Source oscillator frequency multiplier by 12000

Hi flatmax,

PLLs only work when you provide them with enough reference cycles for a decent comparison. While there's some work being done with digital PLLs to minimize the time to lock to low-frequency signals, none of the DPLLs we could give you would be good choices for this kind of wide-reference application. You could build your own in an FPGA, but something tells me this is beyond the scope of what you want to do.

From a PLL standpoint, you'd be much better off if you could establish a much-higher fixed-frequency and mix up the 0-5kHz signal so that the loop bandwidth of the PLL could support the desired rate of change. For example: if you can mix the 0-5kHz signal onto a fixed 100kHz oscillator, then multiply this signal up by a factor of 12k, your output would be a 1.2GHz signal with up to 60MHz of error. You could run a parallel PLL with a 12k multiplication factor off the same 100kHz oscillator but without the mixed-up 0-5kHz signal, and the result would be a fixed 1.2GHz signal with no error. Then you could mix the 1.2GHz + error with the 1.2GHz fixed and extract a 0-60MHz clock, which would continuously shift in frequency directly proportional to the 0-5kHz reference.

You could also break this up into a few stages, so that you're not multiplying up by a factor of 12k in a single PLL (this would cause lots of issues with cycle slip at the phase detector). Conceptually you can use the same scheme cascaded so you're only multiplying up by a factor of 100 and 120 in two stages - this requires more components and more PLLs, but there's virtually no concerns with cycle slip and the reference oscillators can be more realistic e.g. 10MHz. This also minimizes the tuning range required at each VCO.

All that said: given that the frequency range is 0-5kHz, there isn't too much that can be done about jitter cleaning with this approach since by definition we have to be tracking the 1-2kHz/s change in reference frequency (corresponding to at least 5kHz loop bandwidth, ideally more like 10kHz) - we can't adequately filter the sideband without tracking it, and we can't track it without keeping the loop bandwidth too high to filter it. Multiplying up by a factor of 12k also means multiplying up the jitter by a factor of 12k, so your clock signal will be pretty terrible quality even if you can get this approach working (at least as far as an audio ADC/DAC is concerned). Am I correct in inferring that your reference oscillator is basically a tachometer from the reference platter? I strongly doubt you could generate a clean enough clock from a motor signal, regardless of the flywheel effects that should theoretically be filtering transient noise, because the 1/f inherent in the motor drive for thermal reasons is going to be too high in-band (especially once multiplied up by 12k). Do not underestimate the effect of this 12k factor on the jitter: the whole signal's phase noise will increase by 20 * log(12k) = more than 80dB in-band, and it's not great to begin with. The induced phase error will be audible at steady state if the audio clock is coming from a motor drive. On the other hand, if your reference signal is synthesized from some high-quality source and is a software-generated proxy for the motor speed, this could work well - but at that point there's a more direct approach.

Requirement A - From the listing, extract word for word the part that opens with the line containing "the white advertising" and runs through the end of the listing.
The forum reply and the listing have no connection to each other.

Data shown -
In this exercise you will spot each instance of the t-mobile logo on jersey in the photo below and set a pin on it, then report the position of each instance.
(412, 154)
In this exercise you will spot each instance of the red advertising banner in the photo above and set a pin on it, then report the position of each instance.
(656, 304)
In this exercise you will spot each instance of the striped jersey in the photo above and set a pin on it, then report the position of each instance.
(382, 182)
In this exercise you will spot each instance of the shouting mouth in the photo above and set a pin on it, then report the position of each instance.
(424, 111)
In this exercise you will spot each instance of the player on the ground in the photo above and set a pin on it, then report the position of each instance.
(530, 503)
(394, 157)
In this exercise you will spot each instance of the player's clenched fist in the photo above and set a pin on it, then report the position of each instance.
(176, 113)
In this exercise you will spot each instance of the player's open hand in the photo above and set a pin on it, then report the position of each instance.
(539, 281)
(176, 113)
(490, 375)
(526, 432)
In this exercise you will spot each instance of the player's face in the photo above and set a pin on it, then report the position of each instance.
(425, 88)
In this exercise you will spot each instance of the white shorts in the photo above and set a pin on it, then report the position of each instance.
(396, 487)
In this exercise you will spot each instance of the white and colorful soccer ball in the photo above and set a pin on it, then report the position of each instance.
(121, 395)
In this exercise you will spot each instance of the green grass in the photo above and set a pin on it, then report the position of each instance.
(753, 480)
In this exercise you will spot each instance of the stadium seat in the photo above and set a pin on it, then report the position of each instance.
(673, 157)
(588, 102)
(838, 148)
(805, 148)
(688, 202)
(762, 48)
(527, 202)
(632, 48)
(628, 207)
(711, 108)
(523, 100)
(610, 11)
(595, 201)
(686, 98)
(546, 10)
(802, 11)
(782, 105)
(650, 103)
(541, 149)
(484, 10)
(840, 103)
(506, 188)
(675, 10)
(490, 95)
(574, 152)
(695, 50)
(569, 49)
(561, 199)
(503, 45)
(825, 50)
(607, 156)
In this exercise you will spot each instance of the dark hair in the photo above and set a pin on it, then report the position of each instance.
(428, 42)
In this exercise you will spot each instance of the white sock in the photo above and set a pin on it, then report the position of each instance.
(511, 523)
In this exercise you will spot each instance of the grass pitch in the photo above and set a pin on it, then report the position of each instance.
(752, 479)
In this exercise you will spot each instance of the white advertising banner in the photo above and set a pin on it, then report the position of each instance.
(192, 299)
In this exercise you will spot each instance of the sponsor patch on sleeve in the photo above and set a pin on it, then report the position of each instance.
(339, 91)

Requirement B - According to the forum reply, by how much does the in-band phase noise increase when the signal is multiplied up by a factor of 12k?

Correct result A -
In this exercise you will spot each instance of the white advertising banner in the photo above and set a pin on it, then report the position of each instance.
(192, 299)
In this exercise you will spot each instance of the sponsor patch on sleeve in the photo above and set a pin on it, then report the position of each instance.
(339, 91)

Correct result B - By 20 * log(12k), which is more than 80dB in-band.